**What the task requires**
Keep the pictures out, please, and set down every record exactly.

Region pointing data

******************************

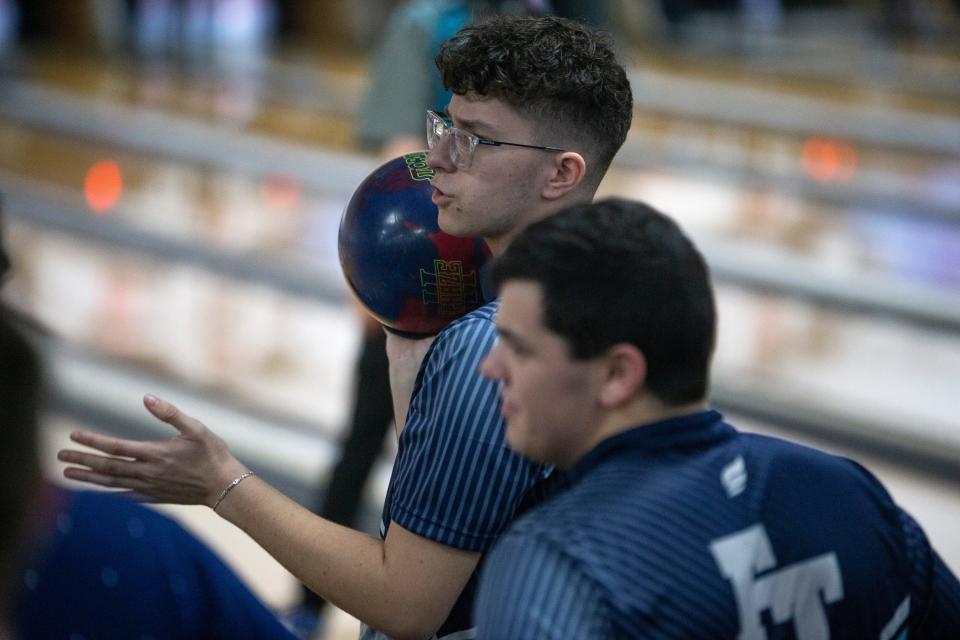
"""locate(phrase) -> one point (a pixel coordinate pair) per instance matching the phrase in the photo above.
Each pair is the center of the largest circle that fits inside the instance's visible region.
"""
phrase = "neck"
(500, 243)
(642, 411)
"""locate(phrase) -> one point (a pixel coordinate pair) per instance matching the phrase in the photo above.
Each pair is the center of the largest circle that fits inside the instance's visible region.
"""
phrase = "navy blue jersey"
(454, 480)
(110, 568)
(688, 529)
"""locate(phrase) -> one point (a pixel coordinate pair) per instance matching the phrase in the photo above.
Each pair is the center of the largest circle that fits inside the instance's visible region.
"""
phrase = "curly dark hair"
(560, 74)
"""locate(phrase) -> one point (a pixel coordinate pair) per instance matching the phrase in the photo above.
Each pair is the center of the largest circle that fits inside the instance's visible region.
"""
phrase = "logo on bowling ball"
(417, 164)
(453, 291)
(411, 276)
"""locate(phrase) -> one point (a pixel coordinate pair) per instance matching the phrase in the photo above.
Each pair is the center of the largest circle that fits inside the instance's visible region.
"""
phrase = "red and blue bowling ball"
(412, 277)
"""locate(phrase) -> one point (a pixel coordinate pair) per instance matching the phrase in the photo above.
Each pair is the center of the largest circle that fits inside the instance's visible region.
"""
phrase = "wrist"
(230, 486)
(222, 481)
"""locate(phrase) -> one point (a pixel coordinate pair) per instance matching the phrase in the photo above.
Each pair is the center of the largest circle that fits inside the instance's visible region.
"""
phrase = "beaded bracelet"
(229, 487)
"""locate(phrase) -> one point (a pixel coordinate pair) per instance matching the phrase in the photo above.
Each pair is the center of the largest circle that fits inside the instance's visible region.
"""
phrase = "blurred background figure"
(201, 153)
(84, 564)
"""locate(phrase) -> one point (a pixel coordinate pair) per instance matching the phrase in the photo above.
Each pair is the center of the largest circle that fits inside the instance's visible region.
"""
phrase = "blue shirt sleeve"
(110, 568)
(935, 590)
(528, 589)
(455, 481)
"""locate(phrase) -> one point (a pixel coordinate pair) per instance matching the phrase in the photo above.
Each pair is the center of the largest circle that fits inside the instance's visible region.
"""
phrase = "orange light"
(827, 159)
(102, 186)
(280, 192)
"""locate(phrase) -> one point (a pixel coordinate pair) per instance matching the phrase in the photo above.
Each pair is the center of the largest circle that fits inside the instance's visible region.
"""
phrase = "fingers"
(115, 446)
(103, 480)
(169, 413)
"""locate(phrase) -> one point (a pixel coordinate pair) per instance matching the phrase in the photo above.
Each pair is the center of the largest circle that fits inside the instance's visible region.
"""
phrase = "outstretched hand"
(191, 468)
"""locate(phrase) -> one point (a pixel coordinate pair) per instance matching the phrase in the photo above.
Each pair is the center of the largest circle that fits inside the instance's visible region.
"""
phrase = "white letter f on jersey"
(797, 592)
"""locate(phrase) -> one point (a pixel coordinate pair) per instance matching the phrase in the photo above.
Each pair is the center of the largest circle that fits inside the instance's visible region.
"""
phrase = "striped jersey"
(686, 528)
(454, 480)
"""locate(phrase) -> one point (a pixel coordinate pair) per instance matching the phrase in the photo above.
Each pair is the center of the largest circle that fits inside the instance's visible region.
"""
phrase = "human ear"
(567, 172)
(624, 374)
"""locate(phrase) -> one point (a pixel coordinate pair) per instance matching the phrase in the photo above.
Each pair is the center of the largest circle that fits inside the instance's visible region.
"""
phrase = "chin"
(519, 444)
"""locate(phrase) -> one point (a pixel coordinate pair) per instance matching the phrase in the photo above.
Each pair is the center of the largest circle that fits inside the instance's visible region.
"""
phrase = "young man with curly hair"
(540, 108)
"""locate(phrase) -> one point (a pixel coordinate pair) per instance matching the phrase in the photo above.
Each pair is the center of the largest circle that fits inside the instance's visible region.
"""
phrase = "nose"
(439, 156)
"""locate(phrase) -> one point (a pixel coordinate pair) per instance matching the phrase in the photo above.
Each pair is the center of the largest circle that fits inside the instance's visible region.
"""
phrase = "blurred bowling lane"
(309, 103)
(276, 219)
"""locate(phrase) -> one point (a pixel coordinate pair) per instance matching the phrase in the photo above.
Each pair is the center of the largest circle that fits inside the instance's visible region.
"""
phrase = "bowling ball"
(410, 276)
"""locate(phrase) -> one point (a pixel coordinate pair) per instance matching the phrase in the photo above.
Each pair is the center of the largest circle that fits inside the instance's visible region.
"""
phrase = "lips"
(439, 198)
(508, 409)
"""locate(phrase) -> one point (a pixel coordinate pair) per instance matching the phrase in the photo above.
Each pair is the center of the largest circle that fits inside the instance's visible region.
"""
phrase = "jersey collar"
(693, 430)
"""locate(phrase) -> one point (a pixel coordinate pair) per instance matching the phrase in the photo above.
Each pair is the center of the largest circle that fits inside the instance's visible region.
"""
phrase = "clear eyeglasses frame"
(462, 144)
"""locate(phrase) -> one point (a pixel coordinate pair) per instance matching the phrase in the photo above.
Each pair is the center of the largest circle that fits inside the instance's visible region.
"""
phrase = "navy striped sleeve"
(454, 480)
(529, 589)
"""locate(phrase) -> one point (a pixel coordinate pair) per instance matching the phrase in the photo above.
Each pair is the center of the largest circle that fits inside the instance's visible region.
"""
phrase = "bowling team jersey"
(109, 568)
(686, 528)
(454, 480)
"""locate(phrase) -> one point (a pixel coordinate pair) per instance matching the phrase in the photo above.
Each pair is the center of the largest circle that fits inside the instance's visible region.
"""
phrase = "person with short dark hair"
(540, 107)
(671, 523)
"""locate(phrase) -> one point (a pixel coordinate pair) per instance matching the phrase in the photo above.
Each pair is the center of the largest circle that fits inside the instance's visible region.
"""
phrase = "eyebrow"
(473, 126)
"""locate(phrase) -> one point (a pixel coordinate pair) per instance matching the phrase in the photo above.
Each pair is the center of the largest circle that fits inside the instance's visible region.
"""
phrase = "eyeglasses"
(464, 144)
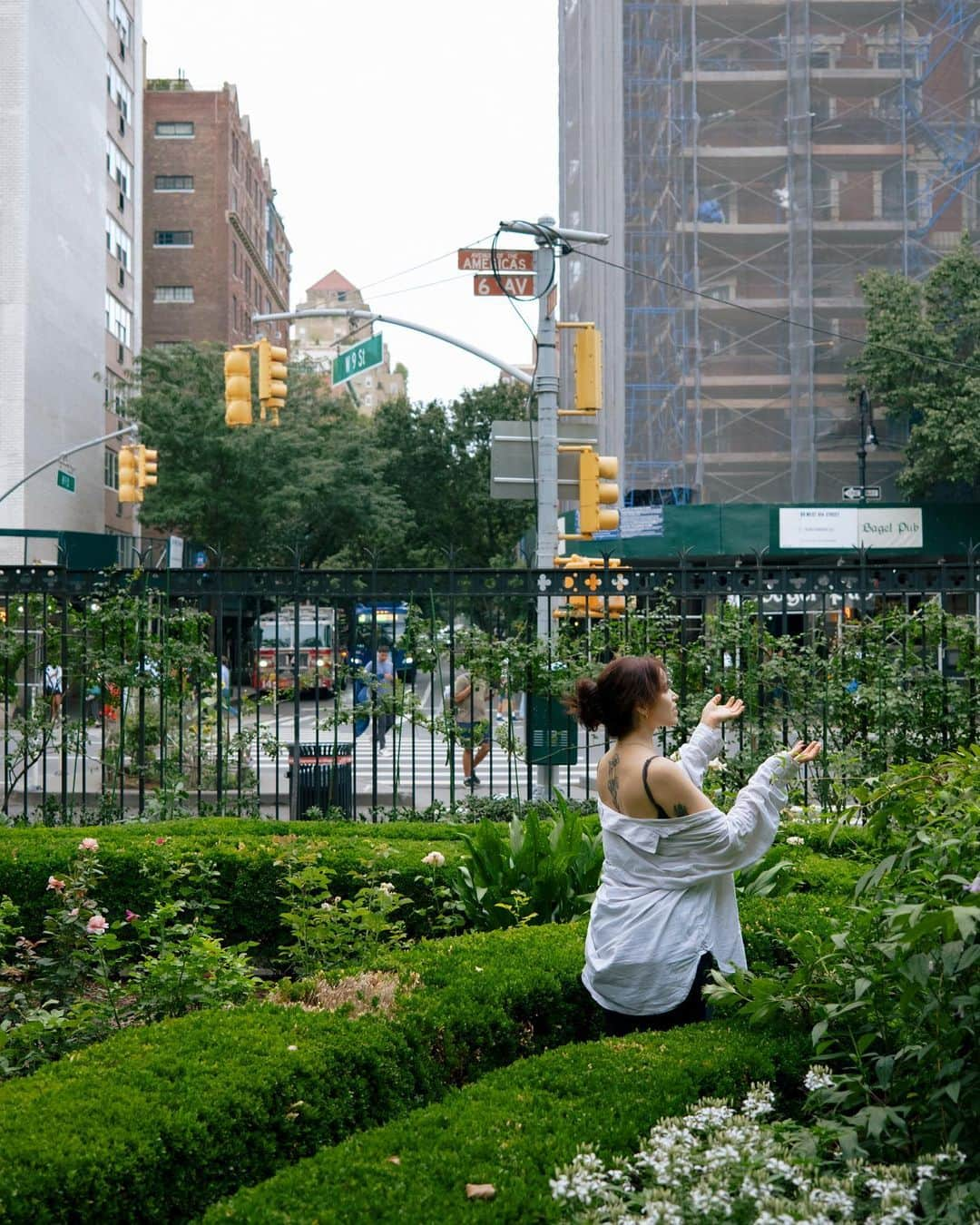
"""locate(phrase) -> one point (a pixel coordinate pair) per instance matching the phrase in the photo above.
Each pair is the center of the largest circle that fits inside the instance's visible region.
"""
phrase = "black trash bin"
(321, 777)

******************************

**Exercise solution**
"""locate(phrase) -> one point (a pixel coordinate pair) per instance matching the phrase in the photo above.
Each pair is the center of the largest circle that fits inside the instance's visible region.
"""
phrase = "neck"
(500, 243)
(642, 411)
"""locate(phrase) -> one point (a pixel coordinate pair) per instance matching the phrase in the photo above.
Each pair is the center of the largest circle that fits inside the instance's visible region.
"""
phrase = "navy blue jersey"
(454, 480)
(110, 568)
(688, 529)
"""locate(phrase) -> one point (a pixel coordinate pair) per instance matching the phrase in the photo above.
Each pair is the center of the largest circle that fits inside the instance's visible region.
"""
phrase = "curly dark hair"
(560, 74)
"""locate(phrase) -> one point (a pixel coordinate pair) per instance matching the phrase in the photo above.
Each pair is the center of the largest circle that fits inside the instance's visible region.
"""
phrase = "logo on bowling ball"
(417, 164)
(453, 291)
(411, 276)
"""locate(phrase) -> one point (a pixel coordinate pair) per instance matching the phrase in the photo above.
Each pair is the center of the largest circle that fits inside the instance's visible region.
"""
phrase = "red and blue bowling ball"
(412, 277)
"""locate(phrase) -> one point (a pixel coordinate pair) per instance matching the phrase in the photo above.
Each pair is the center of the largest circle that fits inside the instance's visible region.
"""
phrase = "wrist"
(230, 486)
(222, 481)
"""locate(phrase) -> one point (a pixel coordinate pair) per instance matching the phrase in the photo above.
Each pair is the center of the largest circle that fits inside the instance's visible region.
"""
phrase = "beaded bracelet"
(229, 487)
"""locate(phrase) -> one point (a pixel coordinate pair) per instance matching the phrase in the photo above.
Each pair is the center of the largest circle that fits inside the instance's visible region.
"""
phrase = "blurred background figure"
(201, 153)
(84, 564)
"""locate(phrase) -> one point (a pixel coordinate pair) per instance matching the phrase in the photo above.
Each pair is the center of the largest circle that fits inside the instance's visible region.
"""
phrase = "blue shirt sleeve"
(110, 568)
(935, 590)
(528, 589)
(455, 481)
"""locate(phrase) -> one point (a pixel coordinate pair) per instance matching the phrase in the photo above.
Each pair is the center of the largest circle that fits inside the instance's visible region.
"""
phrase = "orange light"
(827, 159)
(102, 186)
(280, 192)
"""locate(phrase) -> one point (a pixel coordinate pair) per instance matching the phrase in the photo above.
Each pair is the center of the largest circle that fits inside the instance's visible region.
"""
phrase = "fingers"
(115, 446)
(103, 480)
(169, 413)
"""locate(phrase) -> one point (a pixel coordinate pair) per instance matching the phrase in the photo above.
Each pair is the center of the largest circle that fits inside the instance's visible region.
"""
phrase = "outstretched hand"
(191, 468)
"""locate(phrase) -> one point (a pixel coordinate pair) per instance matching the phrase in the photo above.
Each pair is the center of the largest circle that fits inside the instance's visible region.
"""
phrase = "white letter f on jersey"
(797, 592)
"""locate(phrase) -> one point (a pixel coordinate pair) per instance matching the phrase in the photo above.
Each pair is the center of the largest circle that fits inside the instance's visible region.
"""
phrase = "striped jersey"
(686, 528)
(454, 480)
"""locate(phrase) -> one point (a pixel coordinate pair) per instance matching the phrase in the photo above.
Each pair is the center of the largest circle that fits inside the instance's visible region.
"""
phrase = "human ear"
(567, 172)
(624, 374)
"""locate(phrase) -> one point (a pixel coordinate pair) per instance matching the phrase in the photo above.
Each pair is the center of the largest circle that fits inside the instance's visible region.
"""
phrase = "chin"
(519, 444)
"""locate(phrase) -> one point (a pixel coordinate pair) per instance matching the phrase in the photo above.
Each pair is the center of the largest circle that fits inside the instance's visible region.
"""
phrase = "young man with curly hair"
(540, 108)
"""locate(phrase) -> one point (a pixel coordinate pair) per instance matching the phrase in the photo above.
Each pair is the center of the largest circle that fits inside the instance's visible region.
"""
phrase = "nose"
(439, 156)
"""locate(phrase) -> one point (a pixel coordinate pair) per instance matching the phrase in the photo above.
Each pair is the center of the largest circle that fits inside the instance's visible region.
"""
phrase = "blurred bowling lane"
(309, 103)
(276, 219)
"""locate(phrase) -> one point (a pixel coordinate pair) per instance matching the phrase in the photo above.
Each pair is the center of the largest circle that fits inside the instance's visible region.
"""
phrase = "bowling ball"
(410, 276)
"""locate(phrase) -> one point (a pixel coordinate pair) per instance matching the phrase in the photo above.
Each pair is the center of the largest circle that fits inside the instance's visible region.
"""
phrase = "lips"
(439, 198)
(508, 409)
"""locate(phrase) -> one point (a pixel coordinate pair) per instance matching the phrase in the photo above.
Each pair is the center of the largest circle that fits inside the instance's visible region.
"""
phrase = "jersey collar"
(693, 430)
"""locate(phrase) -> one point (a pixel coordinate pair) per instance matching the phrase in the photo above.
Each pair is the center of the largest circle that fits inside the instance's visible region.
"""
phrase = "clear eyeglasses frame"
(462, 144)
"""locate(phrase) -> one point (a pixel coordinate pair) per instance matching the phrase in the photo above.
Each pair is the center of the largest circle that fits inside the instance's visible region.
"""
phrase = "navy striped sleeve"
(454, 480)
(529, 589)
"""locate(phrase) -> one point (a pixel coordinate pair) per instance matching the phrase in the photo above.
Each pair is the center of the largest circle that fits inside the instance's visible region.
"""
phrase = "bowling team jersey"
(109, 568)
(686, 528)
(454, 480)
"""locate(phrase) -> one point (a pixel coordinate pair) per instance matching the phrase in the photo above.
Each pair is the center of the largest circle that fits inside the instance's visible region.
"""
phrase = "person with short dark hair"
(540, 107)
(671, 523)
"""locate(phrase) -> one point (a pixel coordinate pair) per instance matching the phrase in the photo above.
Each pair is the center of the largest circle that fits inside the instance's visible region.
"""
phrase = "eyebrow"
(473, 126)
"""locate(phrase) -> one point (a pixel coordinate pair) per instance matching the phrase in the photo above.
Each pair is the center of the largest circle that fits inside the instance's visible region.
"""
phrase = "eyeglasses"
(464, 144)
"""locate(phrase) -> one point (a pixel coordinate pair) per instance matching the phrase in the photo above.
Each pair is the center of the largest circle that fits inside the instance's visible region.
"""
phrase = "black trash bin"
(321, 777)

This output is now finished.